- [GIVEN EXERCISE A]: According to the polling-station post, why does the writer want a spatial object returned for each polling station?

1

I have a made up dataset of polling stations in Wales and I've attached a date column to it. We can imagine this date is the date this polling station was visited to check the facilities (for example).

What I'd like to do is work out :

I would like to work out whether geographic points are within a certain distance

  • This I've managed by self_joining and using st_buffer and st_within to calculate within 1000 m and then calculated the number of neighbours.

and also the interval between the sample dates

  • this I'm having a bit of a problem with

What I'd like to do, I think, is for each polling station

  • calculate the number of neighbours (so far so easy)
  • for each neighbour determine the interval between the sampling dates
  • return a spatial object (for plotting in tmaps probably)

- [DATA SECTION]:
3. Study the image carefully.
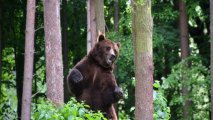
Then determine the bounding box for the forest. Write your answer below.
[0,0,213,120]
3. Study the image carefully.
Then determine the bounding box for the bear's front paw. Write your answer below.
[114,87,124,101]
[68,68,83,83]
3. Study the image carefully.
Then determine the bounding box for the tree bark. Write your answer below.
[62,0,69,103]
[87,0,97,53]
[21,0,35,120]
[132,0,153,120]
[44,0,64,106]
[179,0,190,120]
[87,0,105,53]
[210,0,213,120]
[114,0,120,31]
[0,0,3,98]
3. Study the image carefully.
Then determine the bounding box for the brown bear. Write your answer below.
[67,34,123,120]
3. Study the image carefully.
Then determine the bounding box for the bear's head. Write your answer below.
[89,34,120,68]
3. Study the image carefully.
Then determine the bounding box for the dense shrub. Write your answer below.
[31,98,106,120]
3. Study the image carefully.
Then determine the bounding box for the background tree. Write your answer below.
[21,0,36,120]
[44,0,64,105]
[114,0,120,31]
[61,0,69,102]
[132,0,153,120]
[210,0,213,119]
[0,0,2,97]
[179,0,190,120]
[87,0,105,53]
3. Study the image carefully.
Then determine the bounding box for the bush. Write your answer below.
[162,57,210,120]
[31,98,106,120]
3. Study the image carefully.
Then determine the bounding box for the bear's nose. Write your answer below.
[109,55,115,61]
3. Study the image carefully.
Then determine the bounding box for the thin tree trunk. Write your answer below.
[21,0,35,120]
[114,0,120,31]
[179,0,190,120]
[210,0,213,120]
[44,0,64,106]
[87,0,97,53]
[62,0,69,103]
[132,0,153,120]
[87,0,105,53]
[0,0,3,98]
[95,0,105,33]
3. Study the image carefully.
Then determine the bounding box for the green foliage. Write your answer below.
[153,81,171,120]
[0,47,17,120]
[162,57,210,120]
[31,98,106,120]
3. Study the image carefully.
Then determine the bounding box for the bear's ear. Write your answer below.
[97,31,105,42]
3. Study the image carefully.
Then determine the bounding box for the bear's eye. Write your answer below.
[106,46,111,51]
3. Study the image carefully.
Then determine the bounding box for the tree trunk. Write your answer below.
...
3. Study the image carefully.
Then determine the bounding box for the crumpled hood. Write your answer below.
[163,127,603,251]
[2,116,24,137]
==
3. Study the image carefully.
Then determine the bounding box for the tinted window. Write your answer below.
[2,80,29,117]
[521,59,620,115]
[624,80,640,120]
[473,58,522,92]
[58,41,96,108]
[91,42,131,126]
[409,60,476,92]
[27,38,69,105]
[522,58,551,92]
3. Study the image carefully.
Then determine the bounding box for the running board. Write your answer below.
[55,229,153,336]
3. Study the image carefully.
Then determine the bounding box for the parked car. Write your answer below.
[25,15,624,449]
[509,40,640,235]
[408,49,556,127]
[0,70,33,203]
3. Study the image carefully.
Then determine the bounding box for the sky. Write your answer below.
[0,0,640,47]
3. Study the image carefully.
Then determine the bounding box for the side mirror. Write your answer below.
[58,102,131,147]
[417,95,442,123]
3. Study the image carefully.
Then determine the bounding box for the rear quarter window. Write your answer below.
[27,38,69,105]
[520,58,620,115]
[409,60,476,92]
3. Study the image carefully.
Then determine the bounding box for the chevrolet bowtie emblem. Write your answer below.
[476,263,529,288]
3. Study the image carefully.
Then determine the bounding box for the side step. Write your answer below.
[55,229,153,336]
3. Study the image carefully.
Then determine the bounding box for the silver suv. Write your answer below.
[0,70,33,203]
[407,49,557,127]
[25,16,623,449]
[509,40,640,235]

- [GIVEN EXERCISE B]: Pull out every line of the rows that contains the word "trunk". Case is significant.

- [OUTPUT A]: The writer wants a spatial object so that the results can be plotted, probably in tmaps.

- [OUTPUT B]:
Then determine the bounding box for the thin tree trunk. Write your answer below.
Then determine the bounding box for the tree trunk. Write your answer below.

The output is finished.